本文 —
----

北は北海道から南は沖縄県まで、ご希望の場所には必ず足を運んでおりますし、海外出張のご相談にも応じています。
不妊治療は、人生に関わる問題ですから、その分岐点の選択にあたって、直接お伺いすることで、私どもの真剣さが少しでも伝わるといいなと思っています。
依頼者様との面談は運営責任者様ご自身が必ず行われているのでしょうか?
はい、そうですね。
私は一人でお伺いしておりますが、依頼者様には必ず同伴者様とご同席いただくようにお願いしております。
そのほうが、依頼者様も安心できますし、いろんな視点での質問をいただけるので、依頼者様側の人数は多いほどよいと思っています。
多いときだと、5~6名同席していただいたこともありましたね。
依頼者様との面談では、どのようなことを聞かれるのでしょうか?
必ず確認していることは、お子さまがお生まれになったあとの、精神的な面・収入面での問題が発生しそうかどうかです。
私どものサービスにご相談いただく依頼者様の多くは「自分一人の手で育てよう!」とお考えです。
そのお気持ちは非常に大切なのですが、お子さまがお生まれになったあと、すべて自分一人でやらなければならない、と考えてしまうと子育てはかなり困難になります。
私も現在子育てをしていますが、近くに頼れる存在がいるかどうかは、とても大きいと感じています。
必ずしも頼る必要はないんです。

----

練習問題 —
A. 面談についての本文から、「不妊治療は、人生に関わる問題」を含む箇所で始め、「育てはかなり困難になります。」で終わる部分を、一字一句違えずに書き写してください。
B. 面談についての本文の最後の文に続けて、その先を書き進めてもらえますか?
エントリは参照しなくても取り組めます。

----

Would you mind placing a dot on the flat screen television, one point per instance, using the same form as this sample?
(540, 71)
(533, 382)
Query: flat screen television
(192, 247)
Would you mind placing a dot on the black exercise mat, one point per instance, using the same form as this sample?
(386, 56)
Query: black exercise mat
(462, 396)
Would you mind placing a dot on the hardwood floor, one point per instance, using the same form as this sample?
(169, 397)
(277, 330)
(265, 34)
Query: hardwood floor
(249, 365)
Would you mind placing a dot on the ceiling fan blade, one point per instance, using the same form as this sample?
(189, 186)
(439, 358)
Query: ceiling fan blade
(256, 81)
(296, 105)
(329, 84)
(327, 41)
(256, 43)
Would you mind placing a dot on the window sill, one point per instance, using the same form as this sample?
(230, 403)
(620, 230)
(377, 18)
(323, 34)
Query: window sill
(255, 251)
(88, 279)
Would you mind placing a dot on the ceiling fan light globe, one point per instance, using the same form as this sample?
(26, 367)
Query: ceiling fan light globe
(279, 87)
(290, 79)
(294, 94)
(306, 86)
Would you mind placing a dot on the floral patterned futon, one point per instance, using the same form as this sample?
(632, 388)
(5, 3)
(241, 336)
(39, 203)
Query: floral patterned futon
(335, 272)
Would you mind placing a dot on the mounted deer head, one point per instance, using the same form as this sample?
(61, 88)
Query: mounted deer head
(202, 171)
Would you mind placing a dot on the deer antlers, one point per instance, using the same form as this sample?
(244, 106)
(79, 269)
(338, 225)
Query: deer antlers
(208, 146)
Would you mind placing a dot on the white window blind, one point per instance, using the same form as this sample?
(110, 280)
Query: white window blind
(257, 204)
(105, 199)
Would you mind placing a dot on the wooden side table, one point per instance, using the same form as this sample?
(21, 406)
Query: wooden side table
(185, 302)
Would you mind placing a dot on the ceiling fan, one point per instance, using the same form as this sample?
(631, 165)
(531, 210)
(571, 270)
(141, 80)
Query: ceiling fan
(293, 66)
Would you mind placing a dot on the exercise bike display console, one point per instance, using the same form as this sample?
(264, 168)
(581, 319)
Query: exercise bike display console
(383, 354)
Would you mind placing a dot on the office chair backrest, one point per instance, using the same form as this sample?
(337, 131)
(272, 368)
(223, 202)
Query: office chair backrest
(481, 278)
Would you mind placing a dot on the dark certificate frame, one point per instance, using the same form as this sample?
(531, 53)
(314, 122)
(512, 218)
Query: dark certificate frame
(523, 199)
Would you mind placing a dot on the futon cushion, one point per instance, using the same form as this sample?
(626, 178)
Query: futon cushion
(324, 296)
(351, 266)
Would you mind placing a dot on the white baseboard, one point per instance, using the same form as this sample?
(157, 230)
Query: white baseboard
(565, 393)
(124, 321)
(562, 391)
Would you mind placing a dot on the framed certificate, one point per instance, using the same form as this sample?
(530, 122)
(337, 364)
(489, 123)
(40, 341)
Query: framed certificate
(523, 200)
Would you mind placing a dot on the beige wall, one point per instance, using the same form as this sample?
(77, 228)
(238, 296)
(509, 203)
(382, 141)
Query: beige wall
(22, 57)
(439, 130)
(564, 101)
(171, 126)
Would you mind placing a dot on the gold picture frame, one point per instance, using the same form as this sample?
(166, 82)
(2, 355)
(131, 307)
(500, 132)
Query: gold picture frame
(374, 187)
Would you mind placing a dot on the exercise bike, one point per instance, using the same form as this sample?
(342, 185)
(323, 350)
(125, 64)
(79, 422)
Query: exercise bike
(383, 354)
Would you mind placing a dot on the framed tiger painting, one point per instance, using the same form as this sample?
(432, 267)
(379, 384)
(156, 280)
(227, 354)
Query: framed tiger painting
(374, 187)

----

各問の解答 —
A.
不妊治療は、人生に関わる問題ですから、その分岐点の選択にあたって、直接お伺いすることで、私どもの真剣さが少しでも伝わるといいなと思っています。
依頼者様との面談は運営責任者様ご自身が必ず行われているのでしょうか?
はい、そうですね。
私は一人でお伺いしておりますが、依頼者様には必ず同伴者様とご同席いただくようにお願いしております。
そのほうが、依頼者様も安心できますし、いろんな視点での質問をいただけるので、依頼者様側の人数は多いほどよいと思っています。
多いときだと、5~6名同席していただいたこともありましたね。
依頼者様との面談では、どのようなことを聞かれるのでしょうか?
必ず確認していることは、お子さまがお生まれになったあとの、精神的な面・収入面での問題が発生しそうかどうかです。
私どものサービスにご相談いただく依頼者様の多くは「自分一人の手で育てよう!」とお考えです。
そのお気持ちは非常に大切なのですが、お子さまがお生まれになったあと、すべて自分一人でやらなければならない、と考えてしまうと子育てはかなり困難になります。

B.
子育てが大変になったときに周囲に頼れる方がいる、と思える状態が大切だと思うのです。
もちろん、こういった精神面だけではなく、子育てにはお金がかかります。
国や地方自治体からの手当てもありますが、実際問題、収入が少ないと、いつ生活が破綻するかと、ストレスになるでしょう。
お子さまのためにお金をかけたいと思っても、それができない現実に苦しまないためにも、面談の時点で収入面の確認もさせていただいております。
依頼者様との面談時には、どのようなことを意識されているのでしょうか?
私の完全なる主観になってしまいますが、大前提として「依頼者様の真剣さが伝わってくるかどうか」に尽きますね。
特に若い方は、すぐにでもお子さまが欲しいという気持ちから、前のめりになりすぎてしまうことがあるんです。
面談時に「依頼を決めます」とご即答いただくことも多いのですが、私は面談時には答えをいただかないようにしています。
不妊治療に対して、一番理解している私が面談で話すと、依頼者様にはすべてよく聞こえてしまうからです。
お子さまを授かって新しい人生をスタートさせるという本来のお気持ちのはずが、お子さまを授かるのが目的になってしまいかねません。
そのため、面談後は必ず答えを持ち帰って、一度冷静になって考えるか、あるいはパートナーの方と話し合ってのご決断をお願いしております。
個人や他ボランティア団体と比べて、面談に違いはありますか?
私どもの面談で大事にしているのは、先ほども申し上げたように依頼者様側に複数人で参加してもらうことです。
ほかのサービス提供者が、どのような面談をされているのかは、正直わかりませんが、おそらく1対1の面談が多いのではないかなと思います。
もし、依頼者様が女性の場合、1対1の面談では不安に感じることも多いはずです。
面談にはできる限り複数人で参加したうえで、怪しい部分や違和感があるのであれば、必ず聞いてください。
結局、面談でそういった違和感を覚えさせてしまっているのは、サービス提供者、要は私たち側が悪いんです。
私たちは、依頼者様を不安にさせることがないよう、改善策を常に考えています。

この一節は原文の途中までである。